- AVAILABLE RECORDS

============================================================

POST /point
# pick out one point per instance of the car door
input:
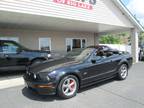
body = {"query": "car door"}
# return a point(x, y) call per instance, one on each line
point(12, 57)
point(101, 68)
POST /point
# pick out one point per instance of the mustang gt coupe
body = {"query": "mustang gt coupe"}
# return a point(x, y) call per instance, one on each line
point(78, 69)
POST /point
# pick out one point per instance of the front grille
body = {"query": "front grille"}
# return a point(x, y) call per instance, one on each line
point(31, 76)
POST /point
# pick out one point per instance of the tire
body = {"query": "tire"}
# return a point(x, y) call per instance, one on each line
point(123, 72)
point(68, 87)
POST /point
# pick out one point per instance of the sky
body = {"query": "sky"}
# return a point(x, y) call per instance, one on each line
point(137, 8)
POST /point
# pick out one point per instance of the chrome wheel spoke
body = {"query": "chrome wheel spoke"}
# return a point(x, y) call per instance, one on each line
point(69, 86)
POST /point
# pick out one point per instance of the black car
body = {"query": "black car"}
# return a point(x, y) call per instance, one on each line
point(79, 68)
point(14, 56)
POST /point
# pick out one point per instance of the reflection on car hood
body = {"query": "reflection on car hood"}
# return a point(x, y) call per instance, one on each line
point(52, 65)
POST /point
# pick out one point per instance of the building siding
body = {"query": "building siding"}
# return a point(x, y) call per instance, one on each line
point(104, 11)
point(30, 38)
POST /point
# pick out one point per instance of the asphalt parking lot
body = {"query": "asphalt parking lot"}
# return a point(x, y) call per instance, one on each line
point(109, 94)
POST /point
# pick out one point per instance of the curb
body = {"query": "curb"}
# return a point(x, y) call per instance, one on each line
point(11, 83)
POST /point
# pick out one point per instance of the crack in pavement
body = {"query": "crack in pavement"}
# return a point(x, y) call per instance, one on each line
point(126, 98)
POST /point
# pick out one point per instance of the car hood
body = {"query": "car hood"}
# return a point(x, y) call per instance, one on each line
point(52, 65)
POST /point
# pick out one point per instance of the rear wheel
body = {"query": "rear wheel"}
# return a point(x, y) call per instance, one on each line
point(68, 87)
point(123, 72)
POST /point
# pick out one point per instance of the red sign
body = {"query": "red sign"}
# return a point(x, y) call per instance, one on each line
point(75, 4)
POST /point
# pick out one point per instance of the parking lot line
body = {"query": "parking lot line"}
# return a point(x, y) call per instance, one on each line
point(11, 83)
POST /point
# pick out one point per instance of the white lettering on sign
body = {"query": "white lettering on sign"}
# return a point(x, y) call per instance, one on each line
point(77, 3)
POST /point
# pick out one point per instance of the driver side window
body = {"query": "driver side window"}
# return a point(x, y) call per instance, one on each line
point(9, 47)
point(99, 55)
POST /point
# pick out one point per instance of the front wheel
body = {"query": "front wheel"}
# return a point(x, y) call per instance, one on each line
point(68, 87)
point(123, 72)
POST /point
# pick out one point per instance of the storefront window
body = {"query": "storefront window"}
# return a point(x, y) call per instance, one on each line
point(75, 43)
point(45, 44)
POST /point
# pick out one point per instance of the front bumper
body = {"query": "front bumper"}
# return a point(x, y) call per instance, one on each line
point(43, 88)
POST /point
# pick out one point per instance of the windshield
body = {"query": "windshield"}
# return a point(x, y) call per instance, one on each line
point(79, 54)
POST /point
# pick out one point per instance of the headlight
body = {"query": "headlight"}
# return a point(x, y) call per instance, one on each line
point(49, 55)
point(47, 78)
point(44, 76)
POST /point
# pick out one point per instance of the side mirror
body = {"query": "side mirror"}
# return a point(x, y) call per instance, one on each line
point(93, 61)
point(19, 50)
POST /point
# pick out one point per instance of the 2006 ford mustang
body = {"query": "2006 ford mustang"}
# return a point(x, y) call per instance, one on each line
point(79, 68)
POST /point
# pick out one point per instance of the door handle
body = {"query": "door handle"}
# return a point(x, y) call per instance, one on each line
point(6, 56)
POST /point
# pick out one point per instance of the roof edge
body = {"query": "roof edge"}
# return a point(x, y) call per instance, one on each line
point(128, 14)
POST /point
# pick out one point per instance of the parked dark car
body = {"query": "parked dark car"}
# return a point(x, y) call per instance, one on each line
point(79, 68)
point(14, 56)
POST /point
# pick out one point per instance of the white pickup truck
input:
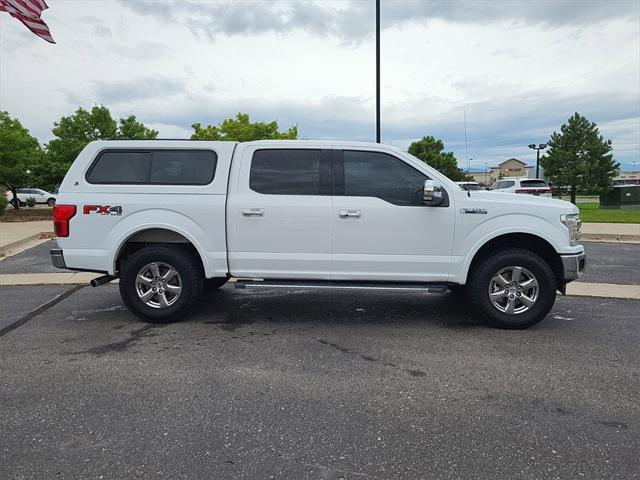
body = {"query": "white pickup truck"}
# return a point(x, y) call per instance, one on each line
point(172, 218)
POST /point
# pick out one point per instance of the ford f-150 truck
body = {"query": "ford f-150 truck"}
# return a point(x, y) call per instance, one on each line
point(174, 218)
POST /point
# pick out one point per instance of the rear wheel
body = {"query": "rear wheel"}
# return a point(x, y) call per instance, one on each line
point(513, 289)
point(160, 283)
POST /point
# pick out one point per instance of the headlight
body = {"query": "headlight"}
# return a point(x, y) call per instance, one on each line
point(573, 224)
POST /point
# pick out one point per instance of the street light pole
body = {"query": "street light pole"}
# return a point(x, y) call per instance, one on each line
point(542, 146)
point(377, 71)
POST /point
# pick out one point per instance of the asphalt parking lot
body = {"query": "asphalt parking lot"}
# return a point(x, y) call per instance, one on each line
point(319, 385)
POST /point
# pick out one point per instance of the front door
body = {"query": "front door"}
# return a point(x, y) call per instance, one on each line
point(281, 224)
point(381, 228)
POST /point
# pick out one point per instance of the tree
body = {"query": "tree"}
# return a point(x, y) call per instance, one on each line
point(241, 129)
point(19, 153)
point(430, 151)
point(74, 132)
point(580, 158)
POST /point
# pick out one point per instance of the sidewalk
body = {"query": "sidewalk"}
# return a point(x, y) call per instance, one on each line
point(14, 234)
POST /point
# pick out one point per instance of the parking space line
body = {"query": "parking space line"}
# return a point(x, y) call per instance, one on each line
point(62, 278)
point(603, 290)
point(42, 308)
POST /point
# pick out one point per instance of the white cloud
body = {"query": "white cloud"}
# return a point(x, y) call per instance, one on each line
point(519, 69)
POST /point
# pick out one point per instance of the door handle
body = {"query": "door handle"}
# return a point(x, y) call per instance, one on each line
point(253, 212)
point(349, 213)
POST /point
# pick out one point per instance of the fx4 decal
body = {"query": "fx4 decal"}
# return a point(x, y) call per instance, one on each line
point(475, 211)
point(102, 210)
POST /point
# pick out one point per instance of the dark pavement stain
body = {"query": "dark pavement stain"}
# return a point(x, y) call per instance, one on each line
point(618, 425)
point(348, 351)
point(121, 346)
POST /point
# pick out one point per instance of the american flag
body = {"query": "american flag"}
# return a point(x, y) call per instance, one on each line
point(28, 12)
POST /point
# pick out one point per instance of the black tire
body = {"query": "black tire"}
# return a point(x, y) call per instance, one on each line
point(184, 262)
point(212, 284)
point(481, 279)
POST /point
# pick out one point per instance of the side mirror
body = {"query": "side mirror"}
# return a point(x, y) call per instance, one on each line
point(433, 195)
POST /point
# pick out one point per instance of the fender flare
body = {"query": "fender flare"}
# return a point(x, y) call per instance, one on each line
point(125, 236)
point(464, 271)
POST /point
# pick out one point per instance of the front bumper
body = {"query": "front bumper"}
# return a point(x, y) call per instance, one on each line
point(57, 258)
point(573, 265)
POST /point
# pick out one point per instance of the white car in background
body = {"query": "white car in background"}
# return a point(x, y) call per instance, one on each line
point(530, 186)
point(41, 196)
point(469, 185)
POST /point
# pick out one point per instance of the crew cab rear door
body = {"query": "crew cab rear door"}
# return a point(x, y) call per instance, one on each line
point(381, 228)
point(279, 213)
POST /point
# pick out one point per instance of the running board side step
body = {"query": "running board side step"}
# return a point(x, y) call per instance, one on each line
point(344, 285)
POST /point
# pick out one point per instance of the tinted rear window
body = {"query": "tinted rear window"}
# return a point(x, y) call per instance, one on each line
point(153, 167)
point(285, 172)
point(503, 184)
point(533, 183)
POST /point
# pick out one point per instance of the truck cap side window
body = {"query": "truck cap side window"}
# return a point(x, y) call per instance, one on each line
point(376, 174)
point(153, 167)
point(288, 172)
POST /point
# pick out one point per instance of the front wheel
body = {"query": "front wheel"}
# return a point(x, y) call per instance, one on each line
point(514, 288)
point(160, 283)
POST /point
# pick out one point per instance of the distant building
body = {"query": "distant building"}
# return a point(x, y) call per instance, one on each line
point(509, 168)
point(627, 178)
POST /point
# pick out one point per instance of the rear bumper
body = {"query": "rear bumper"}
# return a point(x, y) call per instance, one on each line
point(573, 265)
point(57, 258)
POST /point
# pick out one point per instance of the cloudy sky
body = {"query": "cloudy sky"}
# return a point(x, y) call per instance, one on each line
point(517, 68)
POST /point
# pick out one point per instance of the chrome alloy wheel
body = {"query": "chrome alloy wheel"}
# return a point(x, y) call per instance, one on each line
point(513, 290)
point(158, 285)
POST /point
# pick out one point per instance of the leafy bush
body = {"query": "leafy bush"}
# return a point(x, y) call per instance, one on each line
point(3, 204)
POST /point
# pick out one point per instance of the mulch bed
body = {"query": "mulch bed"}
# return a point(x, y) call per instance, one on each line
point(26, 214)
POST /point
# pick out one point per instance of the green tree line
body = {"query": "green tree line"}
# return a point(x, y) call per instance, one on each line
point(579, 158)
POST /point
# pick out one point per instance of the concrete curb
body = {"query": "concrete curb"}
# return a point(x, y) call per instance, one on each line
point(17, 243)
point(603, 290)
point(610, 237)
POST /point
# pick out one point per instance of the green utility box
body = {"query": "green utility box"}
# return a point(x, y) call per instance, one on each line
point(621, 197)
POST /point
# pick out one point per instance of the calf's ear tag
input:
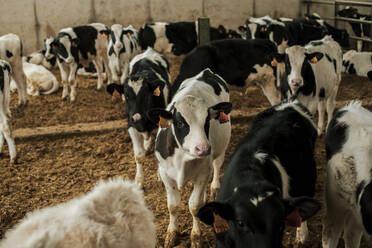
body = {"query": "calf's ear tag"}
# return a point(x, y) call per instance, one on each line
point(274, 63)
point(220, 224)
point(294, 219)
point(157, 91)
point(115, 95)
point(223, 118)
point(163, 123)
point(314, 60)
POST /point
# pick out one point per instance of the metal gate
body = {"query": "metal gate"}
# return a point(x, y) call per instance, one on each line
point(336, 19)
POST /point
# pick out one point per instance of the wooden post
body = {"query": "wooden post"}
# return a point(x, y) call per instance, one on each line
point(203, 30)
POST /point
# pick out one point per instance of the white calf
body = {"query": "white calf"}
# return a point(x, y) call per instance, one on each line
point(5, 129)
point(313, 73)
point(359, 63)
point(112, 215)
point(39, 80)
point(348, 191)
point(194, 134)
point(11, 51)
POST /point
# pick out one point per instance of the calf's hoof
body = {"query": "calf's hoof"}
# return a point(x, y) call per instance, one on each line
point(13, 161)
point(195, 241)
point(170, 239)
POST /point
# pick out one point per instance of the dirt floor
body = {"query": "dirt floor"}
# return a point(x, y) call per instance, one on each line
point(55, 169)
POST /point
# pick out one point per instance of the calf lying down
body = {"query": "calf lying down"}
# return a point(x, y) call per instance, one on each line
point(112, 215)
point(39, 80)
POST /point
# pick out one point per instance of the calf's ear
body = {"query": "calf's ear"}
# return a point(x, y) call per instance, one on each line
point(217, 215)
point(314, 57)
point(299, 209)
point(220, 111)
point(75, 42)
point(111, 88)
point(161, 117)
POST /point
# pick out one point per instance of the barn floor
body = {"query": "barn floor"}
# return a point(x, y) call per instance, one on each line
point(57, 168)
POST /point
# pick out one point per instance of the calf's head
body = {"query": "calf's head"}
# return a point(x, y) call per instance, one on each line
point(142, 91)
point(49, 52)
point(190, 119)
point(63, 46)
point(255, 216)
point(298, 71)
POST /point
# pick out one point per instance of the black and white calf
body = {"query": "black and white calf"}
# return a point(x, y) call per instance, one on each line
point(359, 63)
point(80, 45)
point(43, 57)
point(123, 46)
point(5, 129)
point(174, 37)
point(238, 62)
point(359, 29)
point(146, 87)
point(11, 51)
point(269, 181)
point(348, 191)
point(194, 133)
point(313, 74)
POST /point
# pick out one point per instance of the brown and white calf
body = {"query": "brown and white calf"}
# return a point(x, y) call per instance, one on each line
point(80, 45)
point(123, 46)
point(11, 51)
point(191, 142)
point(5, 129)
point(348, 191)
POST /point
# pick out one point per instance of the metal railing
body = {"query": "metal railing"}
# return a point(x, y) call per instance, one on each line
point(336, 5)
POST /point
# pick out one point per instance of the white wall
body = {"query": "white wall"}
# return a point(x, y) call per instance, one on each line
point(33, 20)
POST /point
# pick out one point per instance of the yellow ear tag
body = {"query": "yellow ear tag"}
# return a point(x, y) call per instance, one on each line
point(220, 224)
point(274, 63)
point(157, 91)
point(314, 60)
point(163, 123)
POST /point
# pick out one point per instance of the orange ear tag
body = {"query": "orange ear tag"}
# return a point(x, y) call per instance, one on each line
point(157, 91)
point(220, 224)
point(163, 123)
point(314, 60)
point(274, 63)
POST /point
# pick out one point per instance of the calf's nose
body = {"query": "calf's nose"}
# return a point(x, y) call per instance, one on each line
point(202, 150)
point(296, 82)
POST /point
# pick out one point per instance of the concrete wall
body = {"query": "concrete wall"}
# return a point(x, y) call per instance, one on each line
point(33, 20)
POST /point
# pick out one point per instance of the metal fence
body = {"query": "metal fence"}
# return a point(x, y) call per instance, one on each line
point(336, 19)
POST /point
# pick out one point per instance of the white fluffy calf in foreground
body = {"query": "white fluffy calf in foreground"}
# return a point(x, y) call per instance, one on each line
point(112, 215)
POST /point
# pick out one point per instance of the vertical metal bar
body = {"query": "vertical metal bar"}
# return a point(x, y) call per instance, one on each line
point(308, 8)
point(336, 10)
point(203, 30)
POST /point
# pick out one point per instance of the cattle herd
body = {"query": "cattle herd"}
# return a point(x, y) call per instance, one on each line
point(269, 181)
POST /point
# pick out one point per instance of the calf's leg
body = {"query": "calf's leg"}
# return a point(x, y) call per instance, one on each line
point(139, 153)
point(173, 201)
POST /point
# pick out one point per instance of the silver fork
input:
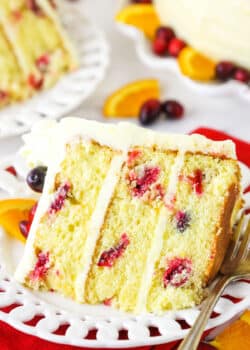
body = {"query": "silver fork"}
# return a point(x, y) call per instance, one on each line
point(236, 265)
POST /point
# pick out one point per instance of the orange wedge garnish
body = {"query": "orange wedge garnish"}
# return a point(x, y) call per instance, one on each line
point(127, 101)
point(12, 212)
point(196, 66)
point(143, 17)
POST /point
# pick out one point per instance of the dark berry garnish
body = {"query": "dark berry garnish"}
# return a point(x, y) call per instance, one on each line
point(35, 83)
point(24, 227)
point(165, 33)
point(182, 221)
point(149, 111)
point(175, 46)
point(60, 197)
point(11, 170)
point(109, 257)
point(172, 109)
point(36, 177)
point(41, 267)
point(160, 46)
point(242, 75)
point(140, 184)
point(224, 70)
point(178, 272)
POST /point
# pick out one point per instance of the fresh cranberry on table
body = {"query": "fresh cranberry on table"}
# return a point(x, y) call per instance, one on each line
point(225, 70)
point(242, 75)
point(172, 109)
point(175, 46)
point(150, 111)
point(160, 46)
point(165, 33)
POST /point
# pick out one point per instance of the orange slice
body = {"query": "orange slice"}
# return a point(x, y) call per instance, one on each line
point(12, 211)
point(143, 17)
point(196, 66)
point(127, 101)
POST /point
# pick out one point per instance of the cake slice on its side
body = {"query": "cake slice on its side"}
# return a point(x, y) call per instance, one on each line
point(39, 43)
point(129, 217)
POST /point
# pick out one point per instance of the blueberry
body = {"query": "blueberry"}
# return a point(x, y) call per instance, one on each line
point(35, 178)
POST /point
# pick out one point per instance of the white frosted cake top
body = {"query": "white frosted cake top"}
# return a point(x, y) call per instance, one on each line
point(47, 139)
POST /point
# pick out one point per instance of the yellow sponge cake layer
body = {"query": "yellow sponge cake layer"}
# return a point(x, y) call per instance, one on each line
point(12, 84)
point(37, 40)
point(128, 217)
point(67, 220)
point(191, 243)
point(121, 282)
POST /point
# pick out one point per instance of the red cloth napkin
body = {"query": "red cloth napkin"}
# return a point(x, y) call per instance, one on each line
point(11, 339)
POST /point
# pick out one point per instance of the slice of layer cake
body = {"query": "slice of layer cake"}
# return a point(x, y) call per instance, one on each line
point(129, 217)
point(38, 41)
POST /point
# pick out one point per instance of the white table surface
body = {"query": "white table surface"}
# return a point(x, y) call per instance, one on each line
point(230, 114)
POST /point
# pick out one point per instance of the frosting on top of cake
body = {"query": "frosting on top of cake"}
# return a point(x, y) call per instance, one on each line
point(219, 29)
point(46, 141)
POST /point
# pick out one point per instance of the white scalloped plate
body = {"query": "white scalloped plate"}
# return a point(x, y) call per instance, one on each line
point(144, 51)
point(63, 321)
point(73, 88)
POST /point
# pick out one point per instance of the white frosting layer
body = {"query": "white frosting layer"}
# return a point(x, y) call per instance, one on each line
point(218, 28)
point(47, 139)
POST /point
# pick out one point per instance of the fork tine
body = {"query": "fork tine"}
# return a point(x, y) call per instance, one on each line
point(244, 244)
point(247, 247)
point(237, 231)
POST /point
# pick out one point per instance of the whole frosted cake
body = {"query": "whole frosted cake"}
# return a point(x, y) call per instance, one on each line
point(128, 217)
point(218, 29)
point(34, 49)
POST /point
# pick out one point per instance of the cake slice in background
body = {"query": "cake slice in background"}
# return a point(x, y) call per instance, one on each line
point(12, 84)
point(38, 41)
point(128, 217)
point(218, 29)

============================================================

- TASK TO COMPLETE
Using the listing above, list every line in which the string "black" occurs.

- WRITTEN REPLY
# pick out one point per instance of the black car
body = {"query": "black car"}
# pick out one point per instance of the black tire
body = {"query": "black tire"}
# pick out one point per instance of the black and white calf
body = {"query": "black and white calf"}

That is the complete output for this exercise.